__What the exercise asks__:
Only the lines of the data holding the string "below" need to be returned.

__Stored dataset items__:
________________________________________

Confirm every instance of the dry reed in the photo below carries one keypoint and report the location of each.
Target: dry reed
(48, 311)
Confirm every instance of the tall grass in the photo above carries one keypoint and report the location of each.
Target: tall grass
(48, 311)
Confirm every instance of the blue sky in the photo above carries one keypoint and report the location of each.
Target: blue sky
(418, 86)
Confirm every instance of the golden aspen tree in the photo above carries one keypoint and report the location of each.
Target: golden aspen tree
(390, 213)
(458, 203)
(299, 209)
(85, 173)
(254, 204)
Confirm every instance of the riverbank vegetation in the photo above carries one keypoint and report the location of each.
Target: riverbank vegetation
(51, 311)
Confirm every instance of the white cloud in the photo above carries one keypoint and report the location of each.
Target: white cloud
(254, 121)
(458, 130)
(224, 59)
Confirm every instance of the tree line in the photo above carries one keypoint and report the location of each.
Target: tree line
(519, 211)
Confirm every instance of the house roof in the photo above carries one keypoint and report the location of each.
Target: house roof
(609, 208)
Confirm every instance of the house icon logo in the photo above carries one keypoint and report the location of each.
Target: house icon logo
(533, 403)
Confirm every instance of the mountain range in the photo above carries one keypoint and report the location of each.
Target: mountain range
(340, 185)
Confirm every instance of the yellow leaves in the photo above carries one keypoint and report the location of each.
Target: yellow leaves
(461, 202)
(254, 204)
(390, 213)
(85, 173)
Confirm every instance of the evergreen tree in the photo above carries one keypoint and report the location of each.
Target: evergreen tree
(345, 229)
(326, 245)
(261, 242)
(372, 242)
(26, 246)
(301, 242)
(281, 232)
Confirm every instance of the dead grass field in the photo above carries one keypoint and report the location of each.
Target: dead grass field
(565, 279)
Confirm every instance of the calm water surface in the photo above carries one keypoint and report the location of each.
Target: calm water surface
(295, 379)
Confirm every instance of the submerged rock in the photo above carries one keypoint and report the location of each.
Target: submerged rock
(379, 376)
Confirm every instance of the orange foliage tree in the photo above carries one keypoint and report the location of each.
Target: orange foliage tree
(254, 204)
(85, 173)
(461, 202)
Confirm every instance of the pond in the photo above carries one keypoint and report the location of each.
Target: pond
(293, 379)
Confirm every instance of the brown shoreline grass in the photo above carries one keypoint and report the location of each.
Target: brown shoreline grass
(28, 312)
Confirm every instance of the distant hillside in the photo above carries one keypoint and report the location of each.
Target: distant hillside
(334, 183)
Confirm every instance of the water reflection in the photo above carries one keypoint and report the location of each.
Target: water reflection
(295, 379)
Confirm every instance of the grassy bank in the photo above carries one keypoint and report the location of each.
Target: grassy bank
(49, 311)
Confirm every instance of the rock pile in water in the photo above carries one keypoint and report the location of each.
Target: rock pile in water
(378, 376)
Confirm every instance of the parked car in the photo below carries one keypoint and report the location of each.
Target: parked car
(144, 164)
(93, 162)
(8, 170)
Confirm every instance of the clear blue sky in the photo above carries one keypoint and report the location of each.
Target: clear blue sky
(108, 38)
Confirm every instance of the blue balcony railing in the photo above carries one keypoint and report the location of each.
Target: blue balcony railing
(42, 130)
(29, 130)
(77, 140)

________________________________________

__Solution to the exercise__:
Confirm every instance of the dry reed in the photo below carries one keypoint and report the location of each.
Confirm every instance of the parked car in the photo below carries one keypoint and report the location of each.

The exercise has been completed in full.